Problem description
Update the rows below by replacing every occurrence of "smoky haze" with "drifting smoke" and leave everything else unchanged.

____________

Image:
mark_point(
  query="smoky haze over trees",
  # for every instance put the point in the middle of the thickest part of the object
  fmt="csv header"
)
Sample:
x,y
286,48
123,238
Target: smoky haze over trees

____________

Full answer
Image:
mark_point(
  query="drifting smoke over trees",
  # for every instance put the point in the middle of the thickest part of the object
  fmt="csv header"
)
Sample:
x,y
286,48
123,238
Target: drifting smoke over trees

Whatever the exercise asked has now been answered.